**Your task:** Please reproduce the data below verbatim, starting at the line that contains "--target white lower cabinet" and ending at the line that contains "M 400 145 L", with both of those lines included.

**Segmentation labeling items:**
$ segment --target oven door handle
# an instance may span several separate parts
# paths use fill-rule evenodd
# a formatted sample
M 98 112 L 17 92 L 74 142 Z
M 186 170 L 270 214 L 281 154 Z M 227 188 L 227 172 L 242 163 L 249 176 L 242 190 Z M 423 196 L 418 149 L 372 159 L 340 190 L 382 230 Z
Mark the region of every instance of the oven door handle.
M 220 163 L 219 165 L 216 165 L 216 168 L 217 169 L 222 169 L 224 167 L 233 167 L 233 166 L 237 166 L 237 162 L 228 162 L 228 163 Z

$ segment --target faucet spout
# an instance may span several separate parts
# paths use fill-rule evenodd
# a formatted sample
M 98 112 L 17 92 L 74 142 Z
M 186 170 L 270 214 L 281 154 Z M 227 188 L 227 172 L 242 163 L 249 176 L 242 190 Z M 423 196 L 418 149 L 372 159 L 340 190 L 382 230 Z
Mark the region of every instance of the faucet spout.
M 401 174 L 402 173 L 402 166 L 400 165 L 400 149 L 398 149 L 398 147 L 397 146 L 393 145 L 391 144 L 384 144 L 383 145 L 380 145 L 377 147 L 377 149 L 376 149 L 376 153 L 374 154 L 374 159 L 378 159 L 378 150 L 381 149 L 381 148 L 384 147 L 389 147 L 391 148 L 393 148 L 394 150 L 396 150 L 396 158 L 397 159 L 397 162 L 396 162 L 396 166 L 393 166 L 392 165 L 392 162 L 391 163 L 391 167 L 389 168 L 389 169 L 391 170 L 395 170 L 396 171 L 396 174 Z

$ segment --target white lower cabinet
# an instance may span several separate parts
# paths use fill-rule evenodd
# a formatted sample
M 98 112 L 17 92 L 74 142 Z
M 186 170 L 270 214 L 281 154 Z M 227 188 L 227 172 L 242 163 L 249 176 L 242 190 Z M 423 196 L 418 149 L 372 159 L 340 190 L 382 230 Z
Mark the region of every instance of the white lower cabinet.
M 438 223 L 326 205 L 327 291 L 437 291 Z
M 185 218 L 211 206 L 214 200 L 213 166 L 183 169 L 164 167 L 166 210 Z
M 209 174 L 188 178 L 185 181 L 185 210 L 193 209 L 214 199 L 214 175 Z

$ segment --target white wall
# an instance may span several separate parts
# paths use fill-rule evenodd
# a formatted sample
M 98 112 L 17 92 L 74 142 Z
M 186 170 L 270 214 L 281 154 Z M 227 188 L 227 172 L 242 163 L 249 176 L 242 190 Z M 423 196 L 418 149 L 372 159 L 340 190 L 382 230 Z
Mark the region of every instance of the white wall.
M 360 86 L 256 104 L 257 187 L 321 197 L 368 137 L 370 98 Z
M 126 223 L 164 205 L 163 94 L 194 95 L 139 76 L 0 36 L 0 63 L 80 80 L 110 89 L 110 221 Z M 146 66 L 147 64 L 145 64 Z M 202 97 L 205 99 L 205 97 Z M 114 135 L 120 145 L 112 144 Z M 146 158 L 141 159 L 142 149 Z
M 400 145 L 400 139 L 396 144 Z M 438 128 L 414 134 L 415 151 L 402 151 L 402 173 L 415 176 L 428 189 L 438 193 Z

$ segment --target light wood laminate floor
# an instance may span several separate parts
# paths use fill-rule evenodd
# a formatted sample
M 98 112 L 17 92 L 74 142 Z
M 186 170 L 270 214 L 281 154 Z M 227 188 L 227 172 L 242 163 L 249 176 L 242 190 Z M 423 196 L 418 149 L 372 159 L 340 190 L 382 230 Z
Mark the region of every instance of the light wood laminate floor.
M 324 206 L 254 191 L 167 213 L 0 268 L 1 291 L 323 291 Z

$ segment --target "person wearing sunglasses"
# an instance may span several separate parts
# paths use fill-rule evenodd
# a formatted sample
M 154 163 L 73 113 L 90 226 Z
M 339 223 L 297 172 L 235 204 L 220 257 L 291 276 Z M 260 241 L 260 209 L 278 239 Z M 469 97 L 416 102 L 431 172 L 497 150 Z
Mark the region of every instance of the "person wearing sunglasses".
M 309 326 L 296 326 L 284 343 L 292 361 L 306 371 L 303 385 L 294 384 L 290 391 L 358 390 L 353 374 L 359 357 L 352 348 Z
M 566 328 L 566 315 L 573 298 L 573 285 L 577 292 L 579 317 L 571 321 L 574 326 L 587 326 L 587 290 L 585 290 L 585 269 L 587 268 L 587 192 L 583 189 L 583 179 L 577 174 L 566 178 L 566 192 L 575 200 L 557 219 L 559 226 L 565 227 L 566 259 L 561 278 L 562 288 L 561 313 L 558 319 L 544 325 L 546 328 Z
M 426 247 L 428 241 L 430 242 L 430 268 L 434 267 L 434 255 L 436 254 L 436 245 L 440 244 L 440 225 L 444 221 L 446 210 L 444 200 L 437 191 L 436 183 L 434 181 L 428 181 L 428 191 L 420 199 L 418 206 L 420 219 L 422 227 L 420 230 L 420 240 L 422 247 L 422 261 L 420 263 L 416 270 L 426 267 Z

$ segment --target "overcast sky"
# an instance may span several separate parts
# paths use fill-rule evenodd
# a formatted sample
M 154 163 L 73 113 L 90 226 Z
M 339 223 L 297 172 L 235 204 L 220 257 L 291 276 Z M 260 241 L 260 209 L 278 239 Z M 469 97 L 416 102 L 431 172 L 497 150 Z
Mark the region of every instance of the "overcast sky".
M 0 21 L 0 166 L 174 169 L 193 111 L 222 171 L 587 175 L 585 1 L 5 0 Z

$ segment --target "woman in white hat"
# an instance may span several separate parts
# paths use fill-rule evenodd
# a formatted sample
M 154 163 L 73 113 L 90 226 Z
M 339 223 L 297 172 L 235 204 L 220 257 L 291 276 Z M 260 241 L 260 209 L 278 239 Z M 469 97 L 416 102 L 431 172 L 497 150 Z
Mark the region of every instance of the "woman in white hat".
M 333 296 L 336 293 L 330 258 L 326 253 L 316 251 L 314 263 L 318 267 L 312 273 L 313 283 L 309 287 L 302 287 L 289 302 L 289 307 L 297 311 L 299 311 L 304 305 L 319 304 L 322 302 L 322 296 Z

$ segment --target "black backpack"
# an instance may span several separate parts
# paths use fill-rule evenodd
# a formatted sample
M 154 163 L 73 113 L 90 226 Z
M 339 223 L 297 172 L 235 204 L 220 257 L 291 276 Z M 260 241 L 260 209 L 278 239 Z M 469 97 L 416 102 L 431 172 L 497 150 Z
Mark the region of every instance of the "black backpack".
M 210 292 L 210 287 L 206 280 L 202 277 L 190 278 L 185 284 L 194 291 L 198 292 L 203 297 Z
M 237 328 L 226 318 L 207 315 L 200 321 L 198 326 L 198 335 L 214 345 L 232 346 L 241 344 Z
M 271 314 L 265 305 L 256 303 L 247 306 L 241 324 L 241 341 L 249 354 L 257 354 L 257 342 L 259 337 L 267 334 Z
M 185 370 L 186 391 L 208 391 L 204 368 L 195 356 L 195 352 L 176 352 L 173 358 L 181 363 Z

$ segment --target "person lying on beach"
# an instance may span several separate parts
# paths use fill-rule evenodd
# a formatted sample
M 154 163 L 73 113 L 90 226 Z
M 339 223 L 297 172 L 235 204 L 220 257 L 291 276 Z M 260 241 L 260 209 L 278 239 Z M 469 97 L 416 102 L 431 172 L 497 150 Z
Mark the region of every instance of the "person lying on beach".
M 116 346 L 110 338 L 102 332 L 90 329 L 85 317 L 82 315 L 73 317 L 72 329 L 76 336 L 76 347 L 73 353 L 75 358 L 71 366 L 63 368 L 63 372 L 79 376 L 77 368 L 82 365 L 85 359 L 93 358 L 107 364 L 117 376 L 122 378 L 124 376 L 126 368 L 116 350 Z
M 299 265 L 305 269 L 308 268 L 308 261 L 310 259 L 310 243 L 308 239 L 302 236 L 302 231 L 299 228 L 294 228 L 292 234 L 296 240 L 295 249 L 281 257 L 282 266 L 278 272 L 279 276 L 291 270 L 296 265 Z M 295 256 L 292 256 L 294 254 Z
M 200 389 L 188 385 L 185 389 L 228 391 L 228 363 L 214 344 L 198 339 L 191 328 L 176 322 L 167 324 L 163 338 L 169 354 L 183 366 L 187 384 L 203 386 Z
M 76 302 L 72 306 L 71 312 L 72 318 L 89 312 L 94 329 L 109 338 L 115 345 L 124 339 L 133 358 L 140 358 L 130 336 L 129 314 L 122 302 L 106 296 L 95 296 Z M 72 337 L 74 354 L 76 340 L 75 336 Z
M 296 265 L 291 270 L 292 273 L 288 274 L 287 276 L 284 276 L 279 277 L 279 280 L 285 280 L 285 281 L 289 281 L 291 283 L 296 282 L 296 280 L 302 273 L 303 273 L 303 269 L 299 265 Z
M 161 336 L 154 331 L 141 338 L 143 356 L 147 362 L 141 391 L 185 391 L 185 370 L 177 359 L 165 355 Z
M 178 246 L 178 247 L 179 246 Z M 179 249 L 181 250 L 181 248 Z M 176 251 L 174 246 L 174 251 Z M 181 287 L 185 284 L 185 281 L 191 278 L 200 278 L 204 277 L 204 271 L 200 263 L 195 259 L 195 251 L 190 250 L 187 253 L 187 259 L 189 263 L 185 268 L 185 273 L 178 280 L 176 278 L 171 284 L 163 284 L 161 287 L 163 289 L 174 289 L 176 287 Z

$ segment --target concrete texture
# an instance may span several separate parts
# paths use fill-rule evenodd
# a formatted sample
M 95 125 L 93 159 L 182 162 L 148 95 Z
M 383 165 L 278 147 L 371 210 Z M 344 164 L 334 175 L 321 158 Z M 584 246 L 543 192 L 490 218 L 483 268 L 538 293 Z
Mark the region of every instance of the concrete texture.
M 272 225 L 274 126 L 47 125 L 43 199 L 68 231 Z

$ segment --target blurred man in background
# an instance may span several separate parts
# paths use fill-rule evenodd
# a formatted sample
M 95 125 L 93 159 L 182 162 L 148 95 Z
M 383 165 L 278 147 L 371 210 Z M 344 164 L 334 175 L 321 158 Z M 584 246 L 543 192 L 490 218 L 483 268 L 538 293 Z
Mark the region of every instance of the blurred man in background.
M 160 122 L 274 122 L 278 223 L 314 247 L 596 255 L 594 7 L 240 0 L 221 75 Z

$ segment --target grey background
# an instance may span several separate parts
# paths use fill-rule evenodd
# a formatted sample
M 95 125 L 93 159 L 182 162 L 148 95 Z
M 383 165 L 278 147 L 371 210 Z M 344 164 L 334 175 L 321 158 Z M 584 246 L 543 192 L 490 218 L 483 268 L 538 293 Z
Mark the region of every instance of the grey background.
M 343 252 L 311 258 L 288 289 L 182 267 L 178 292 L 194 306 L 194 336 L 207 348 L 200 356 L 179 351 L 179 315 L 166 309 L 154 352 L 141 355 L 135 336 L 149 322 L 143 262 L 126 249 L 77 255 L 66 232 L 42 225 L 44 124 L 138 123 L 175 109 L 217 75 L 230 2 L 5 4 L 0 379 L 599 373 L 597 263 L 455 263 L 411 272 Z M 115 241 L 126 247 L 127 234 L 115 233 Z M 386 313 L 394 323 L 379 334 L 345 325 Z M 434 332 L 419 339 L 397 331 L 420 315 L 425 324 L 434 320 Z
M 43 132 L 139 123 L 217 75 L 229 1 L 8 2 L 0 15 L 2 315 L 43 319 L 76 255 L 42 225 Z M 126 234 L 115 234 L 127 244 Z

**Problem solution:**
$ segment --target white lower cabinet
# an instance may span several separate parts
# paths use fill-rule evenodd
# a formatted sample
M 98 112 L 17 92 L 74 142 Z
M 186 170 L 270 214 L 281 154 Z M 227 188 L 227 172 L 242 163 L 249 176 L 242 190 Z M 423 196 L 418 149 L 372 159 L 340 190 L 382 230 Z
Mark the region of every instance of the white lower cabinet.
M 438 223 L 326 205 L 327 291 L 437 291 Z
M 185 218 L 211 206 L 214 200 L 213 166 L 183 169 L 164 167 L 166 210 Z
M 209 174 L 188 178 L 185 181 L 185 210 L 193 209 L 214 199 L 214 175 Z

$ segment --target white wall
# an instance may span several separate parts
# paths use fill-rule evenodd
# a formatted sample
M 98 112 L 17 92 L 74 142 Z
M 186 170 L 270 214 L 281 154 Z M 227 188 L 227 172 L 242 163 L 249 176 L 242 190 Z M 423 196 L 418 149 L 372 159 L 340 190 L 382 230 Z
Mark the region of every instance of the white wall.
M 360 86 L 256 104 L 257 187 L 321 197 L 368 137 L 370 98 Z
M 126 223 L 164 205 L 163 94 L 194 95 L 139 76 L 0 36 L 0 63 L 80 80 L 110 89 L 110 221 Z M 146 66 L 147 64 L 145 64 Z M 202 97 L 205 99 L 205 97 Z M 114 135 L 120 145 L 112 144 Z M 146 158 L 141 159 L 142 149 Z
M 400 145 L 400 139 L 396 144 Z M 438 128 L 414 134 L 415 151 L 402 151 L 402 173 L 415 176 L 428 189 L 438 193 Z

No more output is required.